__Excerpted text__.
Tuesday, April 26, 2011

In the Face of a Stranger

I have always known cancer happened to me for a reason. I have always been sure that God is using me for His purpose. And today He was gracious enough to pull back the curtain and give me a glimpse of what is possible now that my journey with cancer is through and my new life has begun.
My mom and I went to the Nail Studio to get pedicures before leaving on our trip to New York City with the band. As I sat under the dryer, the girl across from me asked when I finishd my treatments. I took a split second to rack my brain and try to remember if I knew this person before. She was a pretty girl with blonde hair, and I knew she was a criminal justice major from hearing her talk to the girl doing her nails. I quickly replied that I finished treatmetns a year ago this month. She told me I did a great job with my wig, asking if it was from Locks of Love. "No, it's synthetic and from Chic Wigs." She told me it looks very nice. I smiled and said thank you, a little surprised at her assumed knowledge of my story. Maybe the foot long scar reaching from my knee to my hip gave it away, peering out from underneath my black mesh shorts. She asked what kind of cancer I had, recieving a reply of Osteosarcoma, pediatric bone cancer. Seconds later, she told me she recently lost her dad to thyroid cancer. "You must be so brave. I saw how tough my dad had to be and I can't imagine what it was like for you. And your mom." My heart broke for her as I told her I would keep her family in my prayers and tried to convey in words the intense compassion I felt for her. As she left, she told me to stay strong and keep fighting. I replied with an "It was so good meeting you. Your family will be in my thoughts."

__Dataset__.
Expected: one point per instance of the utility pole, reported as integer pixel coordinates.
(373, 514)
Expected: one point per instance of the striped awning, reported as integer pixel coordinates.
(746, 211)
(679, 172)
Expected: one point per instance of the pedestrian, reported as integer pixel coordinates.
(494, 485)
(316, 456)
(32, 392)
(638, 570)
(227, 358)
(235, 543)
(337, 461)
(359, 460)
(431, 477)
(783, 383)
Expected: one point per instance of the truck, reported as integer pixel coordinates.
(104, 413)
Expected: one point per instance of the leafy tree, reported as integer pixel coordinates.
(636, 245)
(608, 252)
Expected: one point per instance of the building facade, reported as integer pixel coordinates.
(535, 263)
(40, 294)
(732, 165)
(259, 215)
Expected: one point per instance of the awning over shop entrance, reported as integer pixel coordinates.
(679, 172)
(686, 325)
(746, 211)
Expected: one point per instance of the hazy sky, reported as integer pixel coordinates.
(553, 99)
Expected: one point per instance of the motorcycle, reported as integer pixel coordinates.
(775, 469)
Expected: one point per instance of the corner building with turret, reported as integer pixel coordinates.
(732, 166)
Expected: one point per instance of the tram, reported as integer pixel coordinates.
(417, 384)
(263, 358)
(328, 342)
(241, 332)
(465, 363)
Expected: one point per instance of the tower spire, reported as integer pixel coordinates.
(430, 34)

__Directions__.
Please copy the whole blog post word for word, from its date line to its final sentence. Work from the blog post alone.

__Result__.
Tuesday, April 26, 2011

In the Face of a Stranger

I have always known cancer happened to me for a reason. I have always been sure that God is using me for His purpose. And today He was gracious enough to pull back the curtain and give me a glimpse of what is possible now that my journey with cancer is through and my new life has begun.
My mom and I went to the Nail Studio to get pedicures before leaving on our trip to New York City with the band. As I sat under the dryer, the girl across from me asked when I finishd my treatments. I took a split second to rack my brain and try to remember if I knew this person before. She was a pretty girl with blonde hair, and I knew she was a criminal justice major from hearing her talk to the girl doing her nails. I quickly replied that I finished treatmetns a year ago this month. She told me I did a great job with my wig, asking if it was from Locks of Love. "No, it's synthetic and from Chic Wigs." She told me it looks very nice. I smiled and said thank you, a little surprised at her assumed knowledge of my story. Maybe the foot long scar reaching from my knee to my hip gave it away, peering out from underneath my black mesh shorts. She asked what kind of cancer I had, recieving a reply of Osteosarcoma, pediatric bone cancer. Seconds later, she told me she recently lost her dad to thyroid cancer. "You must be so brave. I saw how tough my dad had to be and I can't imagine what it was like for you. And your mom." My heart broke for her as I told her I would keep her family in my prayers and tried to convey in words the intense compassion I felt for her. As she left, she told me to stay strong and keep fighting. I replied with an "It was so good meeting you. Your family will be in my thoughts."